### Written exercise
Pull out every line below that contains the string "lamp". Case matters.

### Data excerpts
—————

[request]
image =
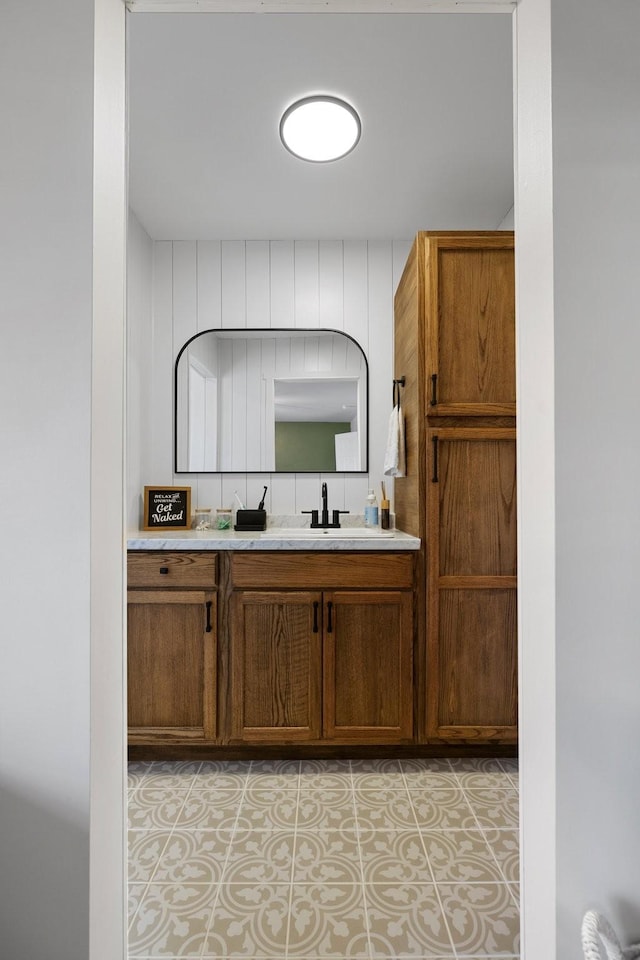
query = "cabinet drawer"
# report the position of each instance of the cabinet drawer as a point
(163, 569)
(322, 570)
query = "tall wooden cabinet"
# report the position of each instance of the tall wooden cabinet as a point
(455, 346)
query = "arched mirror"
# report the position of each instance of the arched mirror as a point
(271, 401)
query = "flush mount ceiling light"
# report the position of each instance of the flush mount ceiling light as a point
(320, 129)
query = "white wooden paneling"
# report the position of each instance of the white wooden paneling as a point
(234, 301)
(209, 285)
(258, 284)
(282, 284)
(306, 293)
(343, 285)
(331, 284)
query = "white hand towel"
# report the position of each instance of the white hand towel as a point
(394, 457)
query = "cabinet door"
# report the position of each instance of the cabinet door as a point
(471, 585)
(276, 663)
(368, 673)
(470, 318)
(171, 650)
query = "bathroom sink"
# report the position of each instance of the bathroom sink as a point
(341, 533)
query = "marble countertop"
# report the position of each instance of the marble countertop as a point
(230, 540)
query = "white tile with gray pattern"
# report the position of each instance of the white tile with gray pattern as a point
(324, 860)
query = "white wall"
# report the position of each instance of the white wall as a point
(596, 170)
(46, 225)
(139, 345)
(342, 285)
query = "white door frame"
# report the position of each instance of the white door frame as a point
(535, 366)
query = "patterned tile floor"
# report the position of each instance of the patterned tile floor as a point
(301, 860)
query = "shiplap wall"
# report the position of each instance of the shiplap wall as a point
(198, 285)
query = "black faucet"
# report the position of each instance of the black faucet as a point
(324, 518)
(325, 506)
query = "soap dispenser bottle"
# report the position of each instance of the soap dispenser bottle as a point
(371, 510)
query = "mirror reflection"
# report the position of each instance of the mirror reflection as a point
(274, 401)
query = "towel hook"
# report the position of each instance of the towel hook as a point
(400, 382)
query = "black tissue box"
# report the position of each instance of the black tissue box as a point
(250, 520)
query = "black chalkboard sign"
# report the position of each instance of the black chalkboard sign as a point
(167, 508)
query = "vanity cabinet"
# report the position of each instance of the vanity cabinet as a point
(454, 325)
(322, 648)
(171, 647)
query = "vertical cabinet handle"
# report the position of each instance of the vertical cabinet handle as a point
(434, 478)
(329, 617)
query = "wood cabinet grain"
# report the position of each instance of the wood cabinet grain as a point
(454, 318)
(326, 665)
(171, 647)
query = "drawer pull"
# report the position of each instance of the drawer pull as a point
(434, 390)
(329, 617)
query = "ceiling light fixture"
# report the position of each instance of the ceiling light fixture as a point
(320, 129)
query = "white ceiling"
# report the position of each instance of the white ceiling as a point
(206, 92)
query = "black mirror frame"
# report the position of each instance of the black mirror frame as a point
(266, 331)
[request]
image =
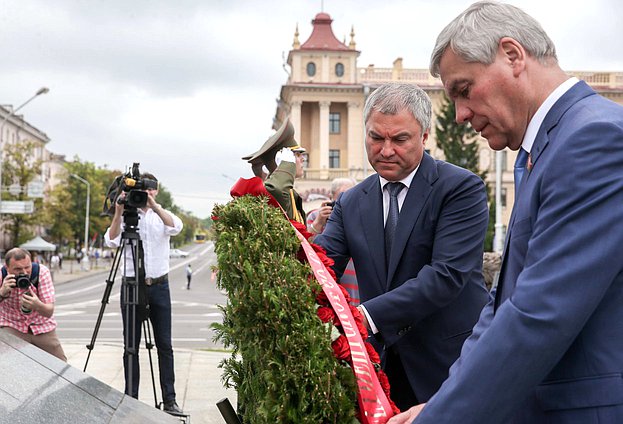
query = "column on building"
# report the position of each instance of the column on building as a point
(355, 136)
(323, 139)
(295, 118)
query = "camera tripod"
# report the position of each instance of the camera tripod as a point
(133, 300)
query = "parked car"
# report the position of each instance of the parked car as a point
(177, 253)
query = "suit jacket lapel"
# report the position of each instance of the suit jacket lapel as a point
(371, 216)
(420, 189)
(541, 141)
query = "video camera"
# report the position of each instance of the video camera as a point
(22, 281)
(132, 183)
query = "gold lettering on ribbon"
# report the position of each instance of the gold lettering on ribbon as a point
(372, 400)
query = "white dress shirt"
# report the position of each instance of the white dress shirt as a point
(401, 199)
(155, 237)
(539, 116)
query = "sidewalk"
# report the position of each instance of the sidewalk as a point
(198, 378)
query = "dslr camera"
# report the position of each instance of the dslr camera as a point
(132, 183)
(22, 281)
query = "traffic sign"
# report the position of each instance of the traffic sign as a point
(35, 189)
(17, 206)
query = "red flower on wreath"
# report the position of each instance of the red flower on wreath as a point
(340, 346)
(327, 314)
(341, 349)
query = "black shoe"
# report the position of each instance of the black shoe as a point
(171, 407)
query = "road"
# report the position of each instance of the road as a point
(78, 304)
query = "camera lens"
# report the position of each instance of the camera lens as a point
(22, 281)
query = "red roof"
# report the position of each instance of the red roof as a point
(322, 37)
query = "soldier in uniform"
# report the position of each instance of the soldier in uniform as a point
(282, 156)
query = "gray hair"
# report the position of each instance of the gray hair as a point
(475, 34)
(394, 97)
(338, 183)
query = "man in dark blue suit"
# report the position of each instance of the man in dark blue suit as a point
(549, 348)
(417, 246)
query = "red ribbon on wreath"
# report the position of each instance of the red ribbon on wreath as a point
(374, 405)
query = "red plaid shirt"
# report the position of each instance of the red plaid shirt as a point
(10, 315)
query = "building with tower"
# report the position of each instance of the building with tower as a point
(324, 97)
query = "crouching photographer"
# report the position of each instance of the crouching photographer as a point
(27, 302)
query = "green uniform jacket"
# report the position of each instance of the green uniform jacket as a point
(280, 184)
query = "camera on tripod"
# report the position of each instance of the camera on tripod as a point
(134, 185)
(22, 281)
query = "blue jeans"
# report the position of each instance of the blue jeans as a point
(159, 300)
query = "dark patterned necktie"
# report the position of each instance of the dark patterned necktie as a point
(520, 167)
(392, 216)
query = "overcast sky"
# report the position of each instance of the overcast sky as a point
(188, 87)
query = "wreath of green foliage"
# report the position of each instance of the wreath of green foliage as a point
(282, 365)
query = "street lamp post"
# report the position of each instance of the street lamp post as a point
(39, 92)
(86, 218)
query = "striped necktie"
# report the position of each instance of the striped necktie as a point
(520, 167)
(392, 216)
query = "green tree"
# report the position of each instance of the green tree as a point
(66, 206)
(460, 147)
(20, 167)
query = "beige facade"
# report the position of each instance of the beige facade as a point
(15, 129)
(324, 97)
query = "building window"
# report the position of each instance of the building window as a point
(334, 158)
(334, 123)
(339, 70)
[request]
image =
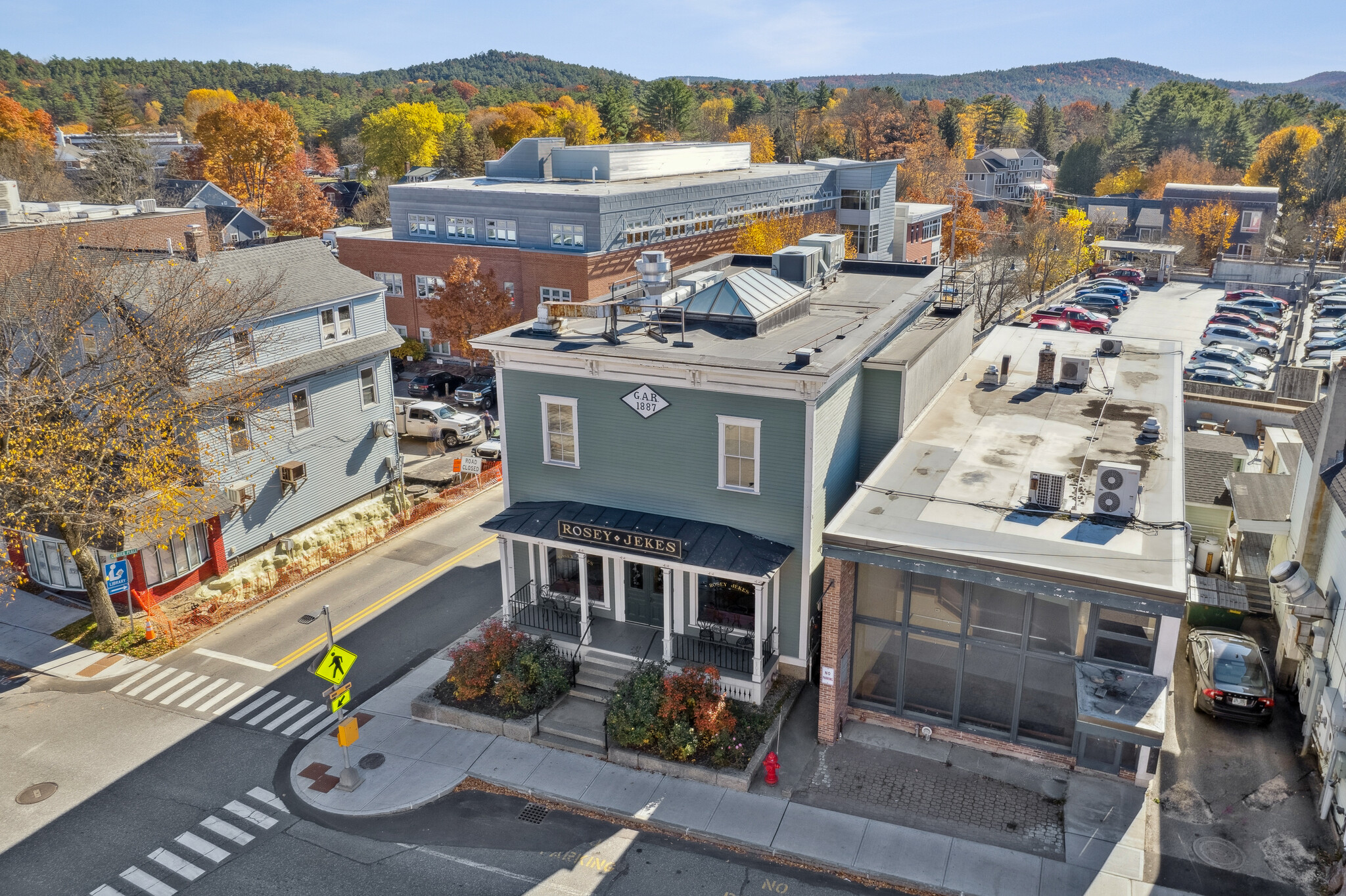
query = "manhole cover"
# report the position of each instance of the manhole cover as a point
(35, 793)
(534, 813)
(1218, 853)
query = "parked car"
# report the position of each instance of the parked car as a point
(1230, 677)
(1230, 355)
(1239, 337)
(1104, 302)
(1079, 318)
(477, 393)
(1244, 321)
(438, 382)
(1252, 378)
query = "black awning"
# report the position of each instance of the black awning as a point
(707, 545)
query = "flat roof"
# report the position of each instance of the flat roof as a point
(864, 300)
(955, 489)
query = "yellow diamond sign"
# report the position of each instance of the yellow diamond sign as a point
(335, 663)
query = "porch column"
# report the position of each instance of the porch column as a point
(760, 607)
(668, 614)
(584, 633)
(503, 545)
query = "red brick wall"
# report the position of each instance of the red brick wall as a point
(19, 245)
(837, 614)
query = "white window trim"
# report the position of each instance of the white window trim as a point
(309, 395)
(757, 453)
(575, 424)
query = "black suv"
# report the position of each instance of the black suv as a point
(477, 393)
(439, 382)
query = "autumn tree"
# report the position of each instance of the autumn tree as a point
(1203, 232)
(110, 434)
(403, 136)
(470, 304)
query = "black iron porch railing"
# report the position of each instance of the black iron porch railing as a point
(733, 656)
(552, 612)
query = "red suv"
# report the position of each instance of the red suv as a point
(1079, 318)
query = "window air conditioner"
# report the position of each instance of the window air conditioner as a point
(241, 493)
(1116, 489)
(292, 472)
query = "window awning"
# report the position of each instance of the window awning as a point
(700, 544)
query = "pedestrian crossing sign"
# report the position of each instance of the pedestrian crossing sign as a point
(334, 665)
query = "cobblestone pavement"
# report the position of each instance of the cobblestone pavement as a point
(922, 793)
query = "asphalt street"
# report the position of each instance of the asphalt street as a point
(147, 783)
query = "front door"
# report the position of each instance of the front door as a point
(645, 594)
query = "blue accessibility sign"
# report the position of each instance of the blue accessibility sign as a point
(118, 576)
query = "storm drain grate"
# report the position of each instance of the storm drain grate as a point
(534, 815)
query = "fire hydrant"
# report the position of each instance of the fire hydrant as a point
(772, 765)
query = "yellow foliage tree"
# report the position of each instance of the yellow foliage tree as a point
(1203, 231)
(1130, 179)
(764, 147)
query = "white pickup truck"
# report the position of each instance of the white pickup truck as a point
(436, 422)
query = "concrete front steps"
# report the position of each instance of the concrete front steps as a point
(576, 721)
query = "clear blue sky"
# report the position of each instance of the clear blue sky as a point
(1235, 39)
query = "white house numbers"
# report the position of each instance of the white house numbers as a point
(645, 401)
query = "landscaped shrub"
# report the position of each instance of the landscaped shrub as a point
(505, 673)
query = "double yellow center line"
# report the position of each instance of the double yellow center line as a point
(383, 602)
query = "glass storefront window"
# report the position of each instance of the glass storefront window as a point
(877, 653)
(988, 685)
(881, 593)
(931, 677)
(995, 614)
(936, 603)
(1059, 626)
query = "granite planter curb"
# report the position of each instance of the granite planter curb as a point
(427, 708)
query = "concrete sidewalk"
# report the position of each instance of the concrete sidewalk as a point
(26, 626)
(416, 762)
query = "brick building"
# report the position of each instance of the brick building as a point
(556, 222)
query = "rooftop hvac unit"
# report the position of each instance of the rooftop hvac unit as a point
(241, 493)
(1046, 490)
(1116, 489)
(1075, 370)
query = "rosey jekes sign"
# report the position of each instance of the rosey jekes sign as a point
(620, 539)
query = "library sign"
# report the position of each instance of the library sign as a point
(620, 539)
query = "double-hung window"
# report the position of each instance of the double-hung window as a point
(368, 388)
(501, 231)
(392, 283)
(337, 325)
(567, 236)
(741, 454)
(427, 287)
(421, 225)
(461, 228)
(560, 431)
(300, 411)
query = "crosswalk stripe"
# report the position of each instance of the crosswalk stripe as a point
(269, 709)
(177, 864)
(304, 720)
(150, 681)
(160, 689)
(170, 698)
(227, 830)
(147, 882)
(221, 696)
(202, 847)
(317, 728)
(201, 693)
(241, 698)
(290, 713)
(129, 680)
(256, 817)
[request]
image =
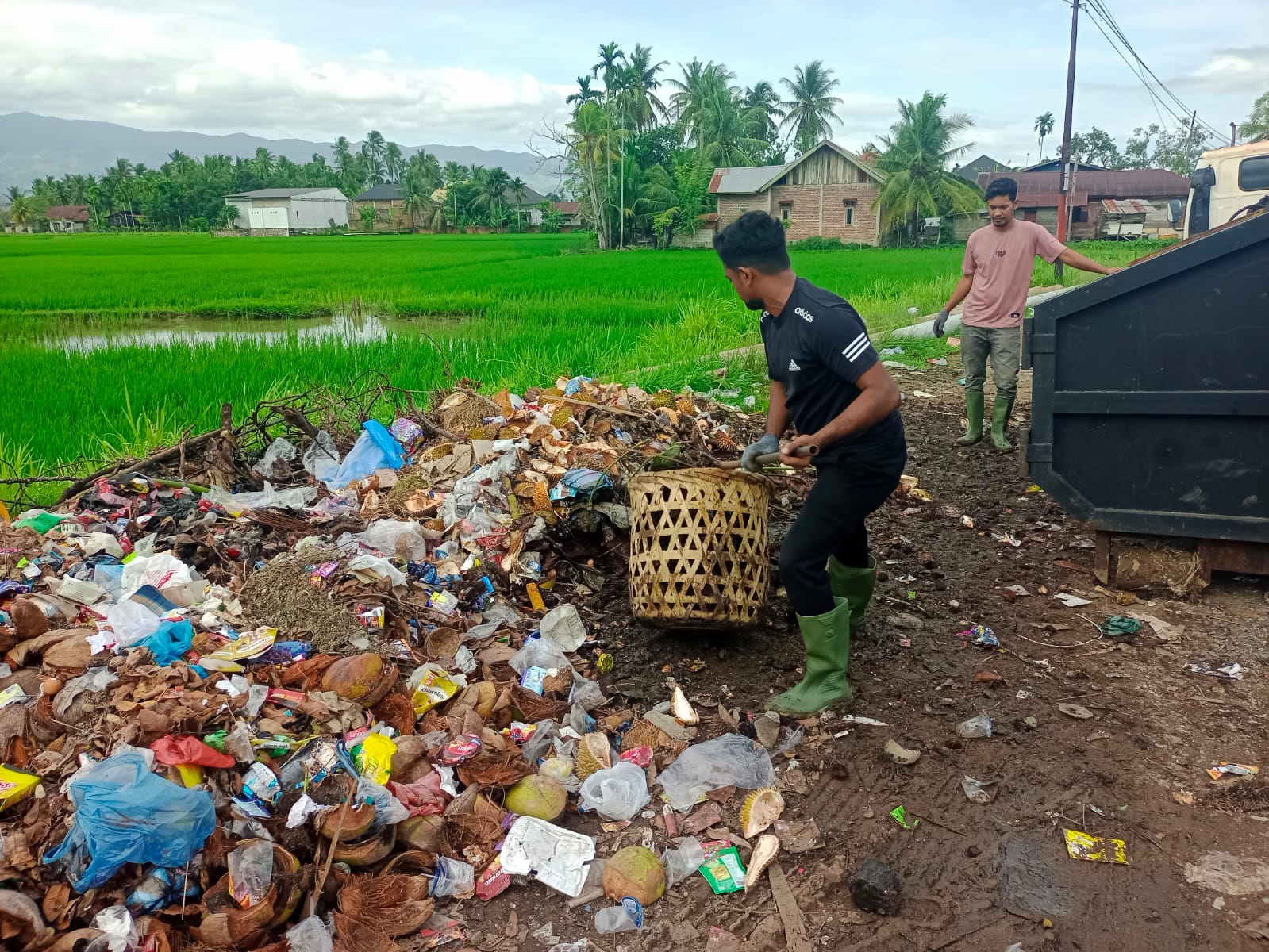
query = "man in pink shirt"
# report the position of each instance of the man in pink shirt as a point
(994, 283)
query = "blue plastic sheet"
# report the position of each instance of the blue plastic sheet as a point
(126, 814)
(171, 643)
(375, 450)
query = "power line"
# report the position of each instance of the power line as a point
(1099, 10)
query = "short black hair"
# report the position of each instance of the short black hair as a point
(754, 240)
(1003, 187)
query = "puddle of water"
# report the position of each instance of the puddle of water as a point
(165, 333)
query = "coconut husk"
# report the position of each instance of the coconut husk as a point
(533, 708)
(395, 904)
(494, 768)
(442, 644)
(358, 936)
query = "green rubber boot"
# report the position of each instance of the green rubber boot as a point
(1000, 410)
(828, 657)
(856, 585)
(974, 414)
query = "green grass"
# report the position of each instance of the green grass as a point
(534, 306)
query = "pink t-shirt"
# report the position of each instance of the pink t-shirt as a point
(1000, 262)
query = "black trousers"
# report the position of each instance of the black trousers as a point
(832, 524)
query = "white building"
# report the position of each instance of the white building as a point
(282, 211)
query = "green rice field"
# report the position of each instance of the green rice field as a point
(117, 344)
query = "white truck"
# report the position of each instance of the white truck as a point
(1226, 182)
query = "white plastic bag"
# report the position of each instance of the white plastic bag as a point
(617, 793)
(729, 761)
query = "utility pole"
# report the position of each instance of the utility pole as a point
(1063, 173)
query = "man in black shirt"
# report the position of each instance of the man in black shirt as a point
(828, 381)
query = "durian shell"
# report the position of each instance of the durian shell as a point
(764, 854)
(760, 810)
(593, 754)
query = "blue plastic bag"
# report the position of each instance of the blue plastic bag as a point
(126, 814)
(171, 641)
(375, 450)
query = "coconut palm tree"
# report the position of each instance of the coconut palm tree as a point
(341, 150)
(1256, 127)
(640, 107)
(762, 107)
(1042, 127)
(809, 109)
(392, 162)
(584, 94)
(610, 65)
(917, 158)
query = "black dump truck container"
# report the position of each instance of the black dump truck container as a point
(1150, 391)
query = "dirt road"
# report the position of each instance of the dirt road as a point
(976, 876)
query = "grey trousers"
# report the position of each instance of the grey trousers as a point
(1003, 346)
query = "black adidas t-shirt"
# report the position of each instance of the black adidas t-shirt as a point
(817, 348)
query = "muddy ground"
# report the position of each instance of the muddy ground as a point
(974, 876)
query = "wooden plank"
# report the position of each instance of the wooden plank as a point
(794, 930)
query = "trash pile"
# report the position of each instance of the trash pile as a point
(298, 702)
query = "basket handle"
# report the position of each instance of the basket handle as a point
(767, 459)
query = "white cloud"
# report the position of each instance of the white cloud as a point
(163, 67)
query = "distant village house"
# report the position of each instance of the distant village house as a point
(67, 217)
(283, 211)
(826, 190)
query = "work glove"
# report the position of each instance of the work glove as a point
(769, 443)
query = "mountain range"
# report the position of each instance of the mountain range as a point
(36, 146)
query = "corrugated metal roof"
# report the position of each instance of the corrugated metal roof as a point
(386, 192)
(71, 213)
(744, 181)
(1110, 183)
(1048, 200)
(1127, 206)
(275, 192)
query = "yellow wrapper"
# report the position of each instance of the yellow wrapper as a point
(15, 786)
(434, 689)
(375, 757)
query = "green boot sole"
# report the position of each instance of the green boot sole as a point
(828, 658)
(856, 585)
(974, 404)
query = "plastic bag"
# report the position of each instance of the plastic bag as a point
(617, 793)
(321, 457)
(275, 463)
(731, 759)
(682, 862)
(171, 643)
(375, 450)
(125, 814)
(392, 537)
(538, 653)
(120, 933)
(310, 936)
(389, 812)
(250, 871)
(271, 498)
(163, 571)
(131, 622)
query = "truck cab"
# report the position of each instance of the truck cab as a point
(1225, 182)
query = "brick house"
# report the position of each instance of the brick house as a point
(828, 190)
(67, 217)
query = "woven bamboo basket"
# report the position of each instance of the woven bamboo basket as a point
(698, 547)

—————

### Solution to this problem
query = "street lamp post"
# report the position of each instance of the street lamp post as a point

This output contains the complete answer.